* _What is being asked_: Search the records for "windshield". Copy every line where it appears.

* _Source information_:
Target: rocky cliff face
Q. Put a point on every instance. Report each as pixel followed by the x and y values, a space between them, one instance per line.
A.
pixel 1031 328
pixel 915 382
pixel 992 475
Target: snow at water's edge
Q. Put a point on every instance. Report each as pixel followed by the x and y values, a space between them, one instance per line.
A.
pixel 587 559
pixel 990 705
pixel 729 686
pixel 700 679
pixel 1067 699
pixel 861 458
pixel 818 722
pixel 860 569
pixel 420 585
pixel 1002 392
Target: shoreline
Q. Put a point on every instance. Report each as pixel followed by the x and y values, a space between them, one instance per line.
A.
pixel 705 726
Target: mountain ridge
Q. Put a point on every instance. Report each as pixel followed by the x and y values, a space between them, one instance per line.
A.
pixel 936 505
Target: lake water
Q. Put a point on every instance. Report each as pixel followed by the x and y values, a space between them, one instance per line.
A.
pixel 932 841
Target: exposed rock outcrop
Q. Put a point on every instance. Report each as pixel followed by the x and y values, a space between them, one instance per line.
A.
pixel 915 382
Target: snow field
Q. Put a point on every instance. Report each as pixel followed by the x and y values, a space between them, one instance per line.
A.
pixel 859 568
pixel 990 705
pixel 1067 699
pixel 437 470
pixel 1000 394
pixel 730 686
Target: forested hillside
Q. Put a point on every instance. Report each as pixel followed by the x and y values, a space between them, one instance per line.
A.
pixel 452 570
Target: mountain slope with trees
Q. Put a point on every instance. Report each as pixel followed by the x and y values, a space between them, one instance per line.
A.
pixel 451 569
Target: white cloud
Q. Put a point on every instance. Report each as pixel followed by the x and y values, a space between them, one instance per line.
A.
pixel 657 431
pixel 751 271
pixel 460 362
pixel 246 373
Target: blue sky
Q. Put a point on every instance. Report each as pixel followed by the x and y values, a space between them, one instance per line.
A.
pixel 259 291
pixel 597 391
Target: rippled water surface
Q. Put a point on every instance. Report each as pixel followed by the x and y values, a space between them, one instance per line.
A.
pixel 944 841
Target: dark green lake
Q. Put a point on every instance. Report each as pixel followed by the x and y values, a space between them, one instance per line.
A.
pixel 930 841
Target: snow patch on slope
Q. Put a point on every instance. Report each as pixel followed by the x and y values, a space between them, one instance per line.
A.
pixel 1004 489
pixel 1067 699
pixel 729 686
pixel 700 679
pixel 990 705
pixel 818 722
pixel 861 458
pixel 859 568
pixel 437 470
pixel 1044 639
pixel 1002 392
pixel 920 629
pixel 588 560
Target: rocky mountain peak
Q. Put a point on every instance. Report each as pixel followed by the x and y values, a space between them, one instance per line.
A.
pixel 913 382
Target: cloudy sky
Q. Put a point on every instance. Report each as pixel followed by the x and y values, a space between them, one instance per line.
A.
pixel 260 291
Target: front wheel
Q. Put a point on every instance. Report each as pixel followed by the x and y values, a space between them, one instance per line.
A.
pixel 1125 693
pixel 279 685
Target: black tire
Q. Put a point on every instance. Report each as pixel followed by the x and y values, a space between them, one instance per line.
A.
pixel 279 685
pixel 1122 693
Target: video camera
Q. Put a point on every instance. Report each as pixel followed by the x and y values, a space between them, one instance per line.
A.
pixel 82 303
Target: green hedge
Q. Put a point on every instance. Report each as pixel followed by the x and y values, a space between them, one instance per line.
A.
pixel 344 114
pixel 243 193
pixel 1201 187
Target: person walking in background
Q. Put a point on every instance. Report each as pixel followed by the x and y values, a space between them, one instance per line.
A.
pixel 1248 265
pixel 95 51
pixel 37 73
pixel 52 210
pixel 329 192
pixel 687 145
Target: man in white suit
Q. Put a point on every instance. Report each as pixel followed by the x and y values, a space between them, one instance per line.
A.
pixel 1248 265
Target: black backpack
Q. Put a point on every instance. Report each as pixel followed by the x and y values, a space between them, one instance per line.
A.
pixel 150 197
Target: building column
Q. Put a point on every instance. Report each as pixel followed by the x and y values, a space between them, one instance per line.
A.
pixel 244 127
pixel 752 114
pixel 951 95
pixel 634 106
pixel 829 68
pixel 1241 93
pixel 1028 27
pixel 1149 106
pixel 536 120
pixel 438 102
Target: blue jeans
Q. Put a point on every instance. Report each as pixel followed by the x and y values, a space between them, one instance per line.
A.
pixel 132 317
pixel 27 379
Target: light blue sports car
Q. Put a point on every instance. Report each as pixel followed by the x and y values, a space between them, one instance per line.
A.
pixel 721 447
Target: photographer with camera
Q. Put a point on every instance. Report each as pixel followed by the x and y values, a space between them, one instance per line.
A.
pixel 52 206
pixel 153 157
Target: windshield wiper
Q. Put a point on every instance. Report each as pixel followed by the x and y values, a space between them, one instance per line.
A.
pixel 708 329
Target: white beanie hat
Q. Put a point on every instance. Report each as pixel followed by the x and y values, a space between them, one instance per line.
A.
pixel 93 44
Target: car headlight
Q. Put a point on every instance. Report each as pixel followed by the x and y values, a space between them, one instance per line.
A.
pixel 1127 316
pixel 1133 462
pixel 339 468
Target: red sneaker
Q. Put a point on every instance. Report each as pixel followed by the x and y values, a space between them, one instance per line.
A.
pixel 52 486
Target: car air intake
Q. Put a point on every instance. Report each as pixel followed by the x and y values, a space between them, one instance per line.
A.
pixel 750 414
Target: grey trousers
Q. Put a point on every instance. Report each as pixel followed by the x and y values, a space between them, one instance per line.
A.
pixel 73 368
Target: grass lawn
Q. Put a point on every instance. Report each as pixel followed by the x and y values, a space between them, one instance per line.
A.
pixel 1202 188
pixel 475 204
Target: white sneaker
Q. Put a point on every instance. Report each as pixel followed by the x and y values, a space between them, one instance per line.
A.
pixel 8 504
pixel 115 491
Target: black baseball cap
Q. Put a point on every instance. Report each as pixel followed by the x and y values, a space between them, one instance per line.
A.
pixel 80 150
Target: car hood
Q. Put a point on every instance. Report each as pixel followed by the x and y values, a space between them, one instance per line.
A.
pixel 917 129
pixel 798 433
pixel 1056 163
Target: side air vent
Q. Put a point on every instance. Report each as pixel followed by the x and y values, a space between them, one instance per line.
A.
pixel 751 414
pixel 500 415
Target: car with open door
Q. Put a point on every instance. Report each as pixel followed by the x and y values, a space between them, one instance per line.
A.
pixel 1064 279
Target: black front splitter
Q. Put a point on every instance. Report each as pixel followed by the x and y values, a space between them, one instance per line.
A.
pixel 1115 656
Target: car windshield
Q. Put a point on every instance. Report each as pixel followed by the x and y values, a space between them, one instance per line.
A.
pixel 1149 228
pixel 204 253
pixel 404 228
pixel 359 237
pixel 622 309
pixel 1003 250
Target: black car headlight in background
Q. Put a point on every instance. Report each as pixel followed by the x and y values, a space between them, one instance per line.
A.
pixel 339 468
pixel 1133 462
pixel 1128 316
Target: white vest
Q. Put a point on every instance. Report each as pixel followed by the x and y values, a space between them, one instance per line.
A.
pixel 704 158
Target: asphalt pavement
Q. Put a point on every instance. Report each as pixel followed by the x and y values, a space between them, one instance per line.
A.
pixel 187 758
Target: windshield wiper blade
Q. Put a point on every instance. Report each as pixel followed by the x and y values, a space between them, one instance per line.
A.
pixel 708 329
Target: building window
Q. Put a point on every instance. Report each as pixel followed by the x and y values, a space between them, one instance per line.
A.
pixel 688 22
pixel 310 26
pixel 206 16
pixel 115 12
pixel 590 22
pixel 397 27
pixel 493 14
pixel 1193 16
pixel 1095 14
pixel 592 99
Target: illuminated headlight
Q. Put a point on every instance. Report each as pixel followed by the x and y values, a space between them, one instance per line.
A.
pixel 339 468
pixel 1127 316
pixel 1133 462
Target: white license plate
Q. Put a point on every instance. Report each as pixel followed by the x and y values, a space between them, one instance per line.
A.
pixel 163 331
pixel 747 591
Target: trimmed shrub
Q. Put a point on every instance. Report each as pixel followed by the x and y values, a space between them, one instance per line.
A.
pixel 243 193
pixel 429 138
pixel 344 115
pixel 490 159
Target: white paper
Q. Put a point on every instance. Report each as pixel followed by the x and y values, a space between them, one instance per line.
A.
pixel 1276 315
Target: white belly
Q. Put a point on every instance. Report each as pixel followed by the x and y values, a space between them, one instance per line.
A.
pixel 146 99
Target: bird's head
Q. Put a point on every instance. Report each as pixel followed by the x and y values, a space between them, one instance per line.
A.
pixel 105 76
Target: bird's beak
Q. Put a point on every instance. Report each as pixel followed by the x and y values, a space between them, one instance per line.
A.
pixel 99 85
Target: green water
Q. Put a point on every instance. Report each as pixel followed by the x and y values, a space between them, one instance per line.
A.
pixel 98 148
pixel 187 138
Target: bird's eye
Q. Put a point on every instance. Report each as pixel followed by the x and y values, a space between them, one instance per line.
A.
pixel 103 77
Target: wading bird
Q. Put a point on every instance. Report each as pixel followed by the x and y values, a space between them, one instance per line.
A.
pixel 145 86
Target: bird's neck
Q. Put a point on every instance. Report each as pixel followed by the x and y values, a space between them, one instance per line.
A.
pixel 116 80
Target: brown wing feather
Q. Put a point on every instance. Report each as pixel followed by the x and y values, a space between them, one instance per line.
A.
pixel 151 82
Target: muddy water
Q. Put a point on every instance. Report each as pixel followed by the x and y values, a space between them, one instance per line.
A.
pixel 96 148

* _Exercise result_:
Target: windshield wiper
Target: car windshield
Target: windshield wiper blade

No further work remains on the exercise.